===== RECORDED DATA
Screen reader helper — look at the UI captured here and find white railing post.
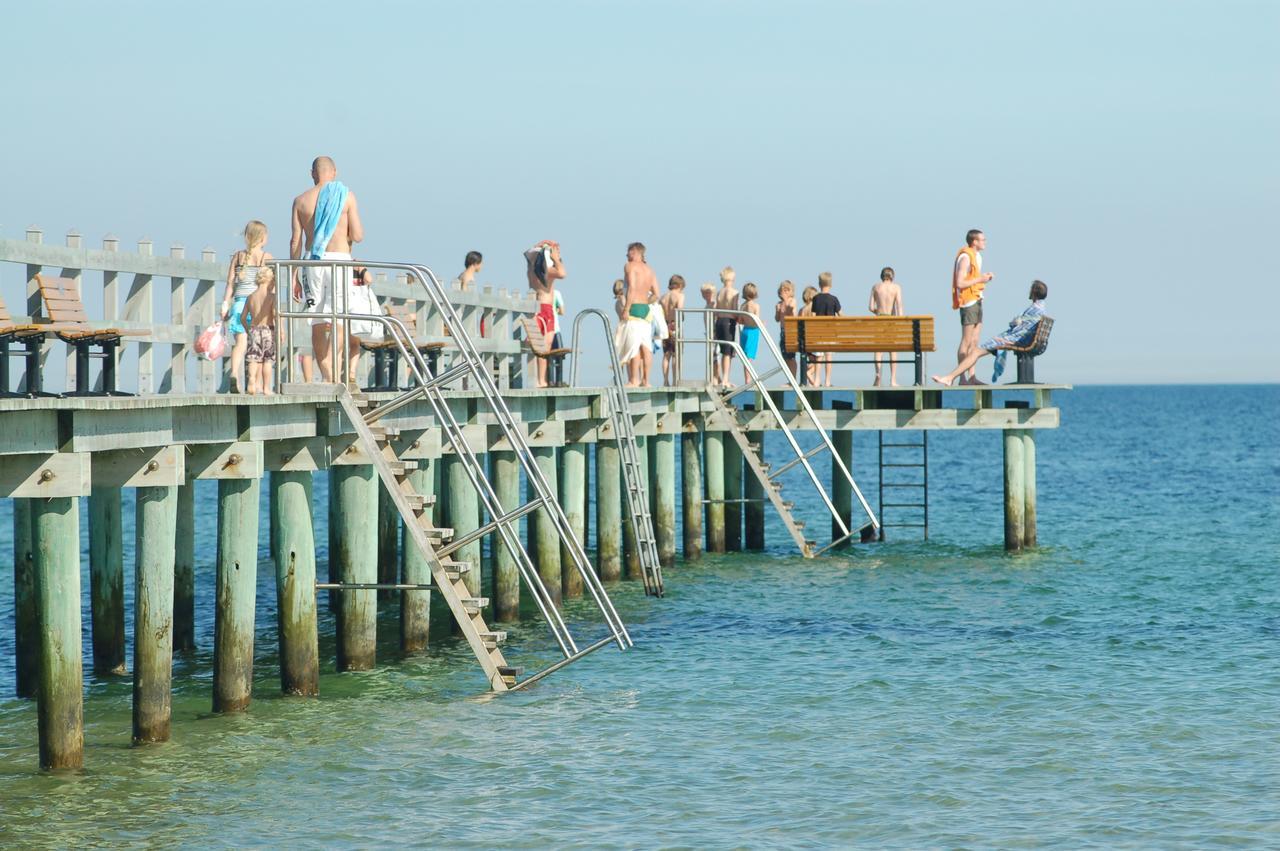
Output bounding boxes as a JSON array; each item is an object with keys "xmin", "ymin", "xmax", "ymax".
[{"xmin": 127, "ymin": 238, "xmax": 154, "ymax": 393}]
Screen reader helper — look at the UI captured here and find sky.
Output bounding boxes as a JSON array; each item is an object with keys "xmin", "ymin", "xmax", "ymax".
[{"xmin": 2, "ymin": 0, "xmax": 1277, "ymax": 385}]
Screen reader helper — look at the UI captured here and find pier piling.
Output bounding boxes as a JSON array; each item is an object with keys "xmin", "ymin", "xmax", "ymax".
[
  {"xmin": 13, "ymin": 499, "xmax": 38, "ymax": 698},
  {"xmin": 33, "ymin": 497, "xmax": 84, "ymax": 770},
  {"xmin": 724, "ymin": 438, "xmax": 743, "ymax": 552},
  {"xmin": 272, "ymin": 471, "xmax": 320, "ymax": 694},
  {"xmin": 88, "ymin": 486, "xmax": 127, "ymax": 675},
  {"xmin": 704, "ymin": 429, "xmax": 726, "ymax": 553},
  {"xmin": 333, "ymin": 465, "xmax": 377, "ymax": 671},
  {"xmin": 173, "ymin": 478, "xmax": 196, "ymax": 653},
  {"xmin": 1002, "ymin": 429, "xmax": 1026, "ymax": 552},
  {"xmin": 560, "ymin": 443, "xmax": 586, "ymax": 598},
  {"xmin": 133, "ymin": 485, "xmax": 177, "ymax": 743},
  {"xmin": 489, "ymin": 451, "xmax": 520, "ymax": 621},
  {"xmin": 652, "ymin": 432, "xmax": 677, "ymax": 568},
  {"xmin": 681, "ymin": 423, "xmax": 703, "ymax": 560},
  {"xmin": 531, "ymin": 446, "xmax": 562, "ymax": 605},
  {"xmin": 745, "ymin": 431, "xmax": 765, "ymax": 550},
  {"xmin": 401, "ymin": 463, "xmax": 434, "ymax": 649},
  {"xmin": 214, "ymin": 478, "xmax": 260, "ymax": 712},
  {"xmin": 595, "ymin": 439, "xmax": 623, "ymax": 581}
]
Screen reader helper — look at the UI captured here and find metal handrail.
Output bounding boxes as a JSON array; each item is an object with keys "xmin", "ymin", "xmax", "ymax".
[
  {"xmin": 674, "ymin": 306, "xmax": 880, "ymax": 536},
  {"xmin": 269, "ymin": 258, "xmax": 632, "ymax": 653}
]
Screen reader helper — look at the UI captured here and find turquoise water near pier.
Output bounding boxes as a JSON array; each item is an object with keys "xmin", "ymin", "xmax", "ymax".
[{"xmin": 0, "ymin": 385, "xmax": 1276, "ymax": 846}]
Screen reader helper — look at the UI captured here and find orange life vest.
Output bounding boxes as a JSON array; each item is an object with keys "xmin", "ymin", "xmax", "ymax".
[{"xmin": 953, "ymin": 246, "xmax": 985, "ymax": 309}]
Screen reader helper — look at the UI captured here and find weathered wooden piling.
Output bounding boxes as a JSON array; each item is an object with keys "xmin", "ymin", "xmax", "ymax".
[
  {"xmin": 1022, "ymin": 429, "xmax": 1038, "ymax": 548},
  {"xmin": 33, "ymin": 497, "xmax": 84, "ymax": 770},
  {"xmin": 1002, "ymin": 429, "xmax": 1026, "ymax": 552},
  {"xmin": 332, "ymin": 465, "xmax": 378, "ymax": 671},
  {"xmin": 446, "ymin": 454, "xmax": 482, "ymax": 597},
  {"xmin": 745, "ymin": 430, "xmax": 765, "ymax": 550},
  {"xmin": 831, "ymin": 429, "xmax": 853, "ymax": 545},
  {"xmin": 560, "ymin": 443, "xmax": 586, "ymax": 598},
  {"xmin": 401, "ymin": 464, "xmax": 434, "ymax": 649},
  {"xmin": 531, "ymin": 446, "xmax": 562, "ymax": 605},
  {"xmin": 133, "ymin": 485, "xmax": 176, "ymax": 743},
  {"xmin": 595, "ymin": 439, "xmax": 623, "ymax": 581},
  {"xmin": 88, "ymin": 486, "xmax": 127, "ymax": 675},
  {"xmin": 13, "ymin": 499, "xmax": 38, "ymax": 698},
  {"xmin": 271, "ymin": 471, "xmax": 320, "ymax": 694},
  {"xmin": 704, "ymin": 429, "xmax": 726, "ymax": 553},
  {"xmin": 681, "ymin": 424, "xmax": 703, "ymax": 560},
  {"xmin": 652, "ymin": 432, "xmax": 677, "ymax": 568},
  {"xmin": 173, "ymin": 478, "xmax": 196, "ymax": 653},
  {"xmin": 625, "ymin": 436, "xmax": 648, "ymax": 581},
  {"xmin": 214, "ymin": 477, "xmax": 260, "ymax": 712},
  {"xmin": 489, "ymin": 451, "xmax": 521, "ymax": 621},
  {"xmin": 377, "ymin": 486, "xmax": 398, "ymax": 601},
  {"xmin": 724, "ymin": 438, "xmax": 743, "ymax": 552}
]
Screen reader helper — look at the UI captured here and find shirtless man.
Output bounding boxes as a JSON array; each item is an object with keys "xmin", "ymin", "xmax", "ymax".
[
  {"xmin": 952, "ymin": 228, "xmax": 994, "ymax": 385},
  {"xmin": 659, "ymin": 274, "xmax": 686, "ymax": 386},
  {"xmin": 869, "ymin": 266, "xmax": 904, "ymax": 386},
  {"xmin": 525, "ymin": 241, "xmax": 567, "ymax": 388},
  {"xmin": 290, "ymin": 156, "xmax": 365, "ymax": 383},
  {"xmin": 620, "ymin": 242, "xmax": 660, "ymax": 387}
]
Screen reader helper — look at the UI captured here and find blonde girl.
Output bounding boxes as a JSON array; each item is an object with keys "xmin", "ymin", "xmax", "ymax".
[{"xmin": 221, "ymin": 221, "xmax": 273, "ymax": 393}]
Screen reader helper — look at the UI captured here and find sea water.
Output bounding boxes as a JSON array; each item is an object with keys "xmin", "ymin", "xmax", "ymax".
[{"xmin": 0, "ymin": 385, "xmax": 1276, "ymax": 847}]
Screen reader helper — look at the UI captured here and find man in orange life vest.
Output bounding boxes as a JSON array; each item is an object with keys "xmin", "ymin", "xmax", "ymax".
[{"xmin": 952, "ymin": 228, "xmax": 995, "ymax": 384}]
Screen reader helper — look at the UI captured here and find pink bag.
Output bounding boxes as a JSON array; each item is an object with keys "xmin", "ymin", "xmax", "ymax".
[{"xmin": 195, "ymin": 321, "xmax": 227, "ymax": 361}]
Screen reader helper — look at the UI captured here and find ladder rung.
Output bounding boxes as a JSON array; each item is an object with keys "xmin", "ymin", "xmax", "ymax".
[{"xmin": 768, "ymin": 444, "xmax": 829, "ymax": 479}]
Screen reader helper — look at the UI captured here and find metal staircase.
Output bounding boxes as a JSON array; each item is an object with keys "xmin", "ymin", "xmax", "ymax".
[
  {"xmin": 680, "ymin": 308, "xmax": 880, "ymax": 557},
  {"xmin": 877, "ymin": 430, "xmax": 929, "ymax": 540},
  {"xmin": 277, "ymin": 259, "xmax": 632, "ymax": 692},
  {"xmin": 569, "ymin": 309, "xmax": 663, "ymax": 596}
]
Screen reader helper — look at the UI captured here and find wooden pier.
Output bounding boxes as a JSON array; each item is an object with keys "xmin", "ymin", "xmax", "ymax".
[{"xmin": 1, "ymin": 229, "xmax": 1065, "ymax": 771}]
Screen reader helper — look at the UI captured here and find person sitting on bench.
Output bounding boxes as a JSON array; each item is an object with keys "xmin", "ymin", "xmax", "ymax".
[{"xmin": 932, "ymin": 280, "xmax": 1048, "ymax": 387}]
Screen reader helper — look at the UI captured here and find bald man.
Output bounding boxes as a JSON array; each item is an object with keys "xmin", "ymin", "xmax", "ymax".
[{"xmin": 290, "ymin": 156, "xmax": 365, "ymax": 383}]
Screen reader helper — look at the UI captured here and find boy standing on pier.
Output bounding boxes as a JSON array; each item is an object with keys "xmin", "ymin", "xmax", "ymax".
[
  {"xmin": 810, "ymin": 271, "xmax": 841, "ymax": 386},
  {"xmin": 869, "ymin": 267, "xmax": 904, "ymax": 386},
  {"xmin": 952, "ymin": 228, "xmax": 995, "ymax": 385},
  {"xmin": 660, "ymin": 274, "xmax": 686, "ymax": 386}
]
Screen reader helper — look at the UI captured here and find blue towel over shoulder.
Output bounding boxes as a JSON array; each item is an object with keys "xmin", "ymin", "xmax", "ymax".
[{"xmin": 308, "ymin": 181, "xmax": 349, "ymax": 259}]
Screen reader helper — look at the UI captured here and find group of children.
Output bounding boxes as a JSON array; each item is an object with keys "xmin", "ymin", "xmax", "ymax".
[{"xmin": 646, "ymin": 266, "xmax": 906, "ymax": 388}]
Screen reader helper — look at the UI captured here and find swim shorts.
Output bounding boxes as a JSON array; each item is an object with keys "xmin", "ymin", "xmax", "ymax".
[
  {"xmin": 959, "ymin": 300, "xmax": 983, "ymax": 327},
  {"xmin": 246, "ymin": 325, "xmax": 276, "ymax": 363}
]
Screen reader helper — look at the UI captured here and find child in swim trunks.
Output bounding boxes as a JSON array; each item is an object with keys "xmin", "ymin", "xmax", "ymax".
[
  {"xmin": 220, "ymin": 220, "xmax": 272, "ymax": 394},
  {"xmin": 739, "ymin": 282, "xmax": 762, "ymax": 383},
  {"xmin": 244, "ymin": 266, "xmax": 278, "ymax": 395}
]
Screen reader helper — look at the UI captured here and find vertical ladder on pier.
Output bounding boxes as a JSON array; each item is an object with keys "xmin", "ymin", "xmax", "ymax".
[
  {"xmin": 877, "ymin": 431, "xmax": 929, "ymax": 540},
  {"xmin": 707, "ymin": 374, "xmax": 879, "ymax": 558},
  {"xmin": 607, "ymin": 384, "xmax": 663, "ymax": 596},
  {"xmin": 330, "ymin": 264, "xmax": 632, "ymax": 692}
]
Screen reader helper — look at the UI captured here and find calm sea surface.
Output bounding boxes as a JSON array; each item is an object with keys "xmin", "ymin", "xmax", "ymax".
[{"xmin": 0, "ymin": 385, "xmax": 1276, "ymax": 847}]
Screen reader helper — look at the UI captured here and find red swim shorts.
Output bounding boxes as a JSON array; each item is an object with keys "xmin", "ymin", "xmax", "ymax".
[{"xmin": 536, "ymin": 302, "xmax": 555, "ymax": 336}]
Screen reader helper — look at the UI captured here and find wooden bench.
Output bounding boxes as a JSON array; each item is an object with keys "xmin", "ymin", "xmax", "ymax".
==========
• **REQUIRED WORK**
Could you write out, exactly as they stand, only the lines above that begin at the line with "find bald man." and stop after the line with "group of children."?

• **RESPONSE FOR THIS EXERCISE**
Screen reader helper — look at the UI captured here and find bald man.
Output bounding boxes as a JSON array; each item is an object with keys "xmin", "ymin", "xmax", "ymax".
[{"xmin": 290, "ymin": 156, "xmax": 365, "ymax": 383}]
Screen reader helper — look at the UI captured here and find boy standing on pier.
Output bounding boxes as a JSON array; each item is an object with keys "xmin", "ymin", "xmax", "ymax".
[
  {"xmin": 810, "ymin": 271, "xmax": 841, "ymax": 386},
  {"xmin": 869, "ymin": 267, "xmax": 904, "ymax": 386},
  {"xmin": 952, "ymin": 228, "xmax": 995, "ymax": 385},
  {"xmin": 660, "ymin": 274, "xmax": 686, "ymax": 386}
]
Screen reader helper — look at the UI captured here and find blue towel over shoulder.
Output bounding boxes as a JSON array; each item is an object with keys "xmin", "ymin", "xmax", "ymax".
[{"xmin": 308, "ymin": 181, "xmax": 349, "ymax": 259}]
Screen reader helper — look at the UI captured here and find group of children.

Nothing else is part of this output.